= Information supplied =
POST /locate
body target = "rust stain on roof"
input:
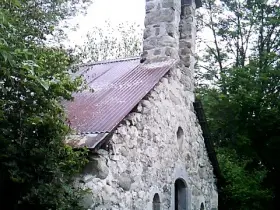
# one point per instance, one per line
(118, 88)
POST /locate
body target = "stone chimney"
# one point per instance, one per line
(170, 30)
(170, 33)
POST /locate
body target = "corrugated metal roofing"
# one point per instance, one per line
(118, 88)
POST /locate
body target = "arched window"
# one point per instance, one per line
(156, 202)
(202, 206)
(180, 136)
(180, 195)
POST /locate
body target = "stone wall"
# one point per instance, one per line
(149, 153)
(161, 140)
(161, 34)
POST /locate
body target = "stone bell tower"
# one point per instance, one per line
(170, 33)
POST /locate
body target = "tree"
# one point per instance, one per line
(36, 167)
(108, 42)
(242, 66)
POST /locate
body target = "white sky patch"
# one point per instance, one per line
(100, 11)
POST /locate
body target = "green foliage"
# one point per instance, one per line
(36, 167)
(112, 42)
(242, 102)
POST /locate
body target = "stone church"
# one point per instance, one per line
(148, 147)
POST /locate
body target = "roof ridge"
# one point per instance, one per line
(110, 61)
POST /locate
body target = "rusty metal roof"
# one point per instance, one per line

= Directions =
Put each line of the items above into a Markdown table with the columns "No." and "Line", numbering the rows and omitting blank lines. Leave the pictures out of the table.

= Result of this exercise =
| No. | Line |
|---|---|
| 1 | POST /locate |
| 2 | body target = "rust stain on roof" |
| 3 | input: |
| 4 | # one point per instance, one per line |
| 5 | (118, 88) |
| 6 | POST /locate |
| 7 | body target = "stone chimney" |
| 8 | # one point per instance, one per line |
| 9 | (170, 30) |
| 10 | (170, 33) |
| 11 | POST /locate |
| 12 | body target = "corrugated metal roofing" |
| 13 | # one point per instance, one per line |
| 14 | (118, 88) |
| 15 | POST /locate |
| 16 | body target = "arched window" |
| 17 | # one point per instance, one per line |
| 18 | (156, 202) |
| 19 | (202, 206) |
| 20 | (180, 136) |
| 21 | (180, 195) |
| 22 | POST /locate |
| 23 | body target = "stone wall" |
| 24 | # one point per instance, one per line |
| 25 | (149, 153) |
| 26 | (161, 140) |
| 27 | (161, 34) |
| 28 | POST /locate |
| 29 | body target = "stone bell tower" |
| 30 | # one point per instance, one per line |
| 31 | (170, 33) |
| 32 | POST /locate |
| 33 | body target = "tree" |
| 34 | # one point per instance, one per line |
| 35 | (36, 167) |
| 36 | (108, 42) |
| 37 | (242, 66) |
| 38 | POST /locate |
| 39 | body target = "white sky patch" |
| 40 | # one point per instance, one per line |
| 41 | (100, 11) |
| 42 | POST /locate |
| 43 | body target = "green foliage" |
| 44 | # one point per instance, one per line |
| 45 | (36, 167) |
| 46 | (112, 42) |
| 47 | (242, 102) |
| 48 | POST /locate |
| 49 | body target = "stone church" |
| 50 | # one point per instance, one per line |
| 51 | (148, 147) |
| 52 | POST /locate |
| 53 | body target = "roof ridge" |
| 54 | # one point per instance, one per line |
| 55 | (110, 61) |
| 56 | POST /locate |
| 57 | body target = "rusty metal roof" |
| 58 | # one point per instance, one per line |